▶ **Exercise details**:
Every record below should be printed exactly as it appears.

[Object outline annotations]
·····
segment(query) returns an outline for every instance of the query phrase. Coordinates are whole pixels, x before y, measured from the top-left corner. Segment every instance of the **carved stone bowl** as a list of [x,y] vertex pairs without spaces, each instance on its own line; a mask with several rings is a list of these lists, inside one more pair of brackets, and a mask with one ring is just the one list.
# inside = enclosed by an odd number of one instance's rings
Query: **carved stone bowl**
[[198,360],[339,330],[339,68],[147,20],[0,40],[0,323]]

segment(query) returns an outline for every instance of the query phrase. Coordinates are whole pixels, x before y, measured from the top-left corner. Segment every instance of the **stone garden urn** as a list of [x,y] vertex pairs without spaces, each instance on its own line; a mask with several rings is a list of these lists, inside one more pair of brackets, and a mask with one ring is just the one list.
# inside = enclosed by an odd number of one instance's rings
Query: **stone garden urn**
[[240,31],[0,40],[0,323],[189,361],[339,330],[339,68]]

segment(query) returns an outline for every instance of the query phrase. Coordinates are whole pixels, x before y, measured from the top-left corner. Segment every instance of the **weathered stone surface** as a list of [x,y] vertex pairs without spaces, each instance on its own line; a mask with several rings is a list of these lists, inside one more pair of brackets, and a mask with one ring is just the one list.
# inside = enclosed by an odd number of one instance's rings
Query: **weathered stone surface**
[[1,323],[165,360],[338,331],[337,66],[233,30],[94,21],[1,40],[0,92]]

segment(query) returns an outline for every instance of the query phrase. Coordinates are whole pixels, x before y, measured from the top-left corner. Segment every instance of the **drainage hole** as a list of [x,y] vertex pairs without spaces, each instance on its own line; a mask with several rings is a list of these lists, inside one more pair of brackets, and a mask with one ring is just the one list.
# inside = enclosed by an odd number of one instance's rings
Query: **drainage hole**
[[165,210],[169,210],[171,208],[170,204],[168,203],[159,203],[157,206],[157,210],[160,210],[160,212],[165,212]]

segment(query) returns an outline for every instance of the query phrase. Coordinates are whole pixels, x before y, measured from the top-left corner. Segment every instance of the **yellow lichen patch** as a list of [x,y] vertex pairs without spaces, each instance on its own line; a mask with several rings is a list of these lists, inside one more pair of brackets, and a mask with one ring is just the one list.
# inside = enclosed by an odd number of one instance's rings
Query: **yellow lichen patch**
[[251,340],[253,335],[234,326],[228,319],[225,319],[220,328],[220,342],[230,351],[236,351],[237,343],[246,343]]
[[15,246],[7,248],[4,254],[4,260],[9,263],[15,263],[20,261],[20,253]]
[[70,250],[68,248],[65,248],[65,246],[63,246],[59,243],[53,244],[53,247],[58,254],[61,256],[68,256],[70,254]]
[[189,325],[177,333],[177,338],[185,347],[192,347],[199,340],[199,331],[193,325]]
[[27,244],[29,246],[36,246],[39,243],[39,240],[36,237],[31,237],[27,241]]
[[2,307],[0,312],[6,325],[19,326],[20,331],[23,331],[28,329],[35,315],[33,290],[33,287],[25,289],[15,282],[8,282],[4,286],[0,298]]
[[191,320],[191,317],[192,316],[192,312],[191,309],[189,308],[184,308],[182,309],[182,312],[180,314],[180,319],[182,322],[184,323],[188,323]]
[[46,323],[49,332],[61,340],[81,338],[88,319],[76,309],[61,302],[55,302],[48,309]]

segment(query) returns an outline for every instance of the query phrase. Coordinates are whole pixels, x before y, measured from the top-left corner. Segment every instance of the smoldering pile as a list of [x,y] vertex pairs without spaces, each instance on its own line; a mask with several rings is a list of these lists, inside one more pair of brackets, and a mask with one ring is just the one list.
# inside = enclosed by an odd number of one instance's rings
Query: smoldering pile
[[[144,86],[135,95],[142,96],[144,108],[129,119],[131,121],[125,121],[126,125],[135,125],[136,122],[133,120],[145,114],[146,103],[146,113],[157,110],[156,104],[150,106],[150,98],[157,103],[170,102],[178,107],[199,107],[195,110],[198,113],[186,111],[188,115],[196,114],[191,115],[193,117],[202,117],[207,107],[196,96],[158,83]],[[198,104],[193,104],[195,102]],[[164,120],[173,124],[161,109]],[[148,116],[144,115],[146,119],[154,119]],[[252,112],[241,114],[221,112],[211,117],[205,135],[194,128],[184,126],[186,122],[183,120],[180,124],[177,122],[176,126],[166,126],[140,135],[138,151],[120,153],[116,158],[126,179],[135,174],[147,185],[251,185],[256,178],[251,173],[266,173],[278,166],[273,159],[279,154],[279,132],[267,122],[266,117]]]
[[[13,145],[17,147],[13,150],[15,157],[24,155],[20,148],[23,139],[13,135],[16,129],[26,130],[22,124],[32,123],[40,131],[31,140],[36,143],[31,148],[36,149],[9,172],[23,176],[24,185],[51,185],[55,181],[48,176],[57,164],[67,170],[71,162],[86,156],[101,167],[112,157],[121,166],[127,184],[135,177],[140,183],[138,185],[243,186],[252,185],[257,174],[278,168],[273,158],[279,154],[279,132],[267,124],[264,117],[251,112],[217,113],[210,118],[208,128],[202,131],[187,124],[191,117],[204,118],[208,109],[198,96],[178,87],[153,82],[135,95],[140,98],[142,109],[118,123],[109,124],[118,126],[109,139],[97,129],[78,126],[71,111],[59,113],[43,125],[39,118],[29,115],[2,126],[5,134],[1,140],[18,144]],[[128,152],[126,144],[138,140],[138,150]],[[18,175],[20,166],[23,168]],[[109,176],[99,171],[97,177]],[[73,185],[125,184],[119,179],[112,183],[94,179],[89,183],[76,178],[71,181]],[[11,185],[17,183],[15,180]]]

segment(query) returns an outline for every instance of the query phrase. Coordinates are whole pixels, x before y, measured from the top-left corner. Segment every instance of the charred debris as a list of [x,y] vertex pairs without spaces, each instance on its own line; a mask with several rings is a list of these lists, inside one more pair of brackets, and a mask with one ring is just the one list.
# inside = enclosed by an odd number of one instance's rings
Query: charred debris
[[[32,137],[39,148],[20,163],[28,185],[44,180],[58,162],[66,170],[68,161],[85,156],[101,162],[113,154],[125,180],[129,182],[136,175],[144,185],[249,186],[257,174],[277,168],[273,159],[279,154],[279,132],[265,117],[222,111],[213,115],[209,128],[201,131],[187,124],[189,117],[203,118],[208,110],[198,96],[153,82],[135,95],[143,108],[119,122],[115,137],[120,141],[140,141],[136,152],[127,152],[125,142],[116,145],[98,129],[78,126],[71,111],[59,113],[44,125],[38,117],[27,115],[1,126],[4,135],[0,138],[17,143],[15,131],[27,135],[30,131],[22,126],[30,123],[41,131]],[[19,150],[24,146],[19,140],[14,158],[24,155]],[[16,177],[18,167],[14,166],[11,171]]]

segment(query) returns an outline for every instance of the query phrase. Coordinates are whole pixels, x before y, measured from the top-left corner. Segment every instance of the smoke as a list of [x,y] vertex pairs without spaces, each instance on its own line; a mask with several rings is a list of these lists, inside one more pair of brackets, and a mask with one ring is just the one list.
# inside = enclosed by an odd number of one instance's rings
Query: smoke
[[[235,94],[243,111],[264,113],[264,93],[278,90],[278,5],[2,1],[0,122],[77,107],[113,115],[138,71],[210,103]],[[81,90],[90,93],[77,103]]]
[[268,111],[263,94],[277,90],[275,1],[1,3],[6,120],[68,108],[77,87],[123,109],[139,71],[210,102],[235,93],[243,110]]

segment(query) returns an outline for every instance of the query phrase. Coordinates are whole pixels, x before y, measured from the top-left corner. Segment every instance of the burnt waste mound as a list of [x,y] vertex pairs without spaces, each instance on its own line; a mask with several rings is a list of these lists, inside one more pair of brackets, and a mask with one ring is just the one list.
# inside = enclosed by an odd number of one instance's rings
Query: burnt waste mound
·····
▶ **Full solution**:
segment(query) returns an outline for every instance of the query phrase. Coordinates are whole pixels, x before y, measured from the top-left corner. Segment every instance of the **carved stone bowl** as a list of [x,y] vertex pairs without spaces, each instance on its own line; a mask with several rings is a list of these lists, inside one more pair of brackets, and a mask with one ring is just the one list.
# inside = enclosed by an odd number of one instance's rings
Query: **carved stone bowl**
[[198,360],[339,330],[339,68],[147,20],[0,40],[0,323]]

segment(query) returns an outline for every instance of the query phrase. Coordinates are whole pixels, x before y, measured from the top-left corner. Segment every instance of the **stone garden urn** as a list of [x,y] vertex pairs without spaces, each instance on its own line; a mask with several rings is a list of these lists, inside one more pair of brackets, and a mask with one ring is just the one list.
# inside = enclosed by an odd number of one instance's rings
Query: **stone garden urn**
[[240,31],[0,40],[0,323],[189,361],[339,330],[339,68]]

segment(query) returns an outline for every instance of the query phrase. Coordinates are whole pixels, x before y, measured from the top-left corner. Segment every instance of the **weathered stone surface** as a list of [x,y] vertex pairs without spaces, each instance on its own line; a mask with several rings is a list of these lists, inside one more pair of brackets, and a mask with one ring is just the one list.
# inside = enclosed by an odd number of one instance's rings
Query: **weathered stone surface**
[[1,323],[165,360],[338,331],[337,66],[233,30],[94,21],[1,40],[0,92]]

segment(query) returns an outline for every instance of the query phrase. Coordinates are whole pixels, x before y, measured from the top-left corner. Segment every instance of the **drainage hole** as a list of [x,y] vertex pairs without spaces, each instance on its own line; a mask with several rings is a list of these lists, inside one more pair of brackets, and a mask with one ring is just the one list.
# inside = enclosed by an odd number of one instance's rings
Query: **drainage hole**
[[165,210],[169,210],[171,208],[170,204],[168,203],[159,203],[157,206],[157,210],[160,210],[160,212],[165,212]]

segment(query) returns an outline for every instance of the query phrase. Coordinates are whole pixels, x before y, measured from the top-left corner. Segment every instance of the **yellow lichen patch** as a list of [x,y] vertex pairs without spaces, each instance on its own line; a mask with several rings is a list of these lists, inside one more pair of brackets, and a mask with one ring is just the one list.
# inside = enclosed by an odd number of one instance's rings
Query: **yellow lichen patch**
[[251,340],[253,335],[234,326],[228,319],[225,319],[220,328],[220,342],[230,351],[236,351],[237,343],[246,343]]
[[15,246],[7,248],[4,254],[4,260],[9,263],[15,263],[20,261],[20,253]]
[[70,250],[68,248],[65,248],[65,246],[63,246],[59,243],[53,244],[53,247],[58,254],[61,256],[68,256],[70,254]]
[[189,325],[177,333],[177,338],[185,347],[192,347],[199,340],[199,331],[193,325]]
[[27,244],[29,246],[36,246],[39,243],[39,240],[36,237],[31,237],[27,241]]
[[2,307],[0,312],[6,325],[19,326],[20,331],[23,331],[28,329],[35,315],[33,290],[33,287],[25,289],[15,282],[8,282],[4,286],[0,298]]
[[191,320],[191,317],[192,316],[192,312],[191,309],[189,308],[184,308],[182,309],[182,312],[180,314],[180,319],[182,322],[184,323],[188,323]]
[[46,323],[49,332],[61,340],[81,338],[88,319],[76,309],[61,302],[55,302],[48,309]]

segment(query) returns an outline for every instance of the query phrase. Coordinates are whole pixels, x before y, measured from the top-left corner. Segment every instance of the smoldering pile as a list of [x,y] vertex pairs without spaces, each instance on its own line; a mask with several rings is a list of these lists, inside one more pair of brackets, and a mask with one ring is just the one list.
# inside = enclosed by an odd number of one instance's rings
Query: smoldering pile
[[[144,86],[135,95],[142,96],[144,108],[129,119],[131,121],[125,121],[126,125],[135,125],[136,122],[133,120],[145,114],[146,103],[146,113],[157,110],[156,104],[150,106],[150,98],[157,103],[170,102],[178,107],[199,107],[195,110],[198,113],[186,111],[188,115],[196,114],[191,115],[193,117],[202,117],[207,107],[196,96],[158,83]],[[198,104],[193,104],[195,102]],[[164,120],[173,124],[161,109]],[[148,116],[144,115],[146,119],[154,119]],[[252,112],[241,114],[221,112],[211,117],[205,135],[194,128],[184,126],[186,122],[183,120],[180,124],[177,122],[176,126],[166,126],[140,135],[138,151],[120,153],[116,158],[126,179],[135,174],[147,185],[251,185],[256,178],[251,173],[266,173],[278,166],[273,159],[279,154],[279,132],[267,122],[266,117]]]
[[[13,145],[17,147],[13,150],[15,157],[24,155],[20,148],[23,139],[13,135],[16,129],[26,130],[22,124],[32,123],[40,131],[31,140],[36,143],[31,148],[36,149],[9,172],[23,176],[24,185],[51,185],[55,181],[48,176],[57,164],[67,170],[71,162],[86,156],[101,167],[112,157],[121,166],[127,184],[135,177],[140,183],[138,185],[243,186],[252,185],[257,174],[278,168],[273,158],[279,154],[279,132],[267,124],[264,117],[251,112],[217,113],[210,118],[208,128],[202,131],[187,124],[191,117],[204,118],[208,109],[198,96],[178,87],[153,82],[135,95],[140,98],[142,109],[118,123],[109,124],[118,126],[109,139],[97,129],[78,126],[71,111],[59,113],[43,125],[39,118],[29,115],[2,126],[5,134],[1,140],[18,144]],[[128,152],[126,144],[138,140],[138,150]],[[18,175],[20,166],[23,168]],[[109,176],[99,171],[97,177]],[[73,185],[125,184],[119,179],[112,183],[94,179],[89,183],[76,178],[71,181]],[[11,185],[17,183],[15,180]]]

segment(query) returns an outline for every instance of the query phrase. Coordinates are whole pixels, x before y, measured from the top-left corner. Segment every instance of the charred debris as a list of [x,y] vertex pairs without spaces, each instance on its own line; a mask with several rings is a list of these lists, inside one more pair of brackets, and a mask with one ring is just the one list.
# inside = enclosed by an odd number of one instance's rings
Query: charred debris
[[[32,137],[39,148],[20,163],[28,185],[44,180],[58,162],[66,170],[68,161],[85,156],[101,162],[113,154],[125,180],[129,182],[136,175],[144,185],[249,186],[257,174],[277,168],[273,159],[279,154],[279,132],[265,117],[222,111],[213,115],[209,128],[201,131],[187,124],[189,117],[203,118],[208,110],[198,96],[153,82],[135,95],[143,108],[119,122],[115,137],[120,141],[140,141],[136,152],[127,152],[125,142],[116,145],[98,129],[78,126],[71,111],[59,113],[44,125],[38,117],[27,115],[1,126],[4,135],[0,138],[17,143],[15,131],[27,135],[30,131],[22,126],[30,123],[41,131]],[[19,150],[24,146],[19,140],[14,158],[24,155]],[[16,177],[18,167],[14,166],[11,171]]]

segment(query) returns an outline for every instance of the query phrase. Coordinates are whole pixels, x before y, measured from the top-left corner. Segment every instance of the smoke as a list of [x,y] vertex pairs without spaces, each instance on its own line; a mask with several rings is a list of these lists, inside one more pair of brackets, and a mask with one ring is just the one list.
# inside = enclosed by an odd number of one instance's rings
Query: smoke
[[[235,94],[243,111],[264,113],[264,93],[278,90],[278,5],[2,1],[0,122],[77,107],[113,115],[138,71],[210,103]],[[81,90],[90,93],[77,103]]]
[[268,111],[263,94],[277,90],[275,1],[1,3],[6,120],[68,108],[77,87],[123,109],[139,71],[210,102],[235,93],[243,110]]

segment(query) returns an outline for every instance of the query phrase. Coordinates are whole pixels, x before y, measured from the top-left corner. Segment every instance of the burnt waste mound as a list of [x,y] vertex pairs without spaces, each instance on its own line; a mask with several rings is a list of these lists, inside one more pair of brackets, and a mask with one ring is just the one list.
# inside = enclosed by an odd number of one instance's rings
Query: burnt waste mound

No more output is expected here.